## DATA SHOWN
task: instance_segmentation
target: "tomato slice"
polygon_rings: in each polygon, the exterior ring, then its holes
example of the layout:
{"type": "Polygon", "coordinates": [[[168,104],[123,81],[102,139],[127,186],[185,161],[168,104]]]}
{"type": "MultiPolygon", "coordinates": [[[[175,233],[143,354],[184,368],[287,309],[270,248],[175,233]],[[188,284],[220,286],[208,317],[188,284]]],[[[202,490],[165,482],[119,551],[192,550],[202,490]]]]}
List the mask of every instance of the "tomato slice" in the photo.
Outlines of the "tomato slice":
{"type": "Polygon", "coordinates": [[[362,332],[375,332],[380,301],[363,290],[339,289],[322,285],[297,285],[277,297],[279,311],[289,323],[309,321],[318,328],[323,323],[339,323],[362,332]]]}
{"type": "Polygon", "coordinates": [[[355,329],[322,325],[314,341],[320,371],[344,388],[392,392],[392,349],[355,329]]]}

## DO THIS
Repeat the listing above without any change.

## OUTPUT BELOW
task: instance_segmentation
target: "tomato slice"
polygon_rings: in each polygon, the exterior ring, then its holes
example of the layout:
{"type": "Polygon", "coordinates": [[[168,104],[123,81],[102,139],[127,186],[185,161],[168,104]]]}
{"type": "MultiPolygon", "coordinates": [[[[175,233],[143,354],[184,368],[287,309],[270,248],[175,233]],[[188,284],[220,286],[208,317],[188,284]]],[[[202,490],[165,482],[119,551],[192,550],[202,490]]]]}
List the mask of every instance of the "tomato slice" in the photo.
Outlines of the "tomato slice":
{"type": "Polygon", "coordinates": [[[362,332],[375,332],[380,301],[363,290],[339,289],[322,285],[297,285],[277,297],[279,311],[289,323],[309,321],[318,328],[323,323],[339,323],[362,332]]]}
{"type": "Polygon", "coordinates": [[[355,329],[322,325],[314,341],[320,371],[344,388],[392,392],[392,349],[355,329]]]}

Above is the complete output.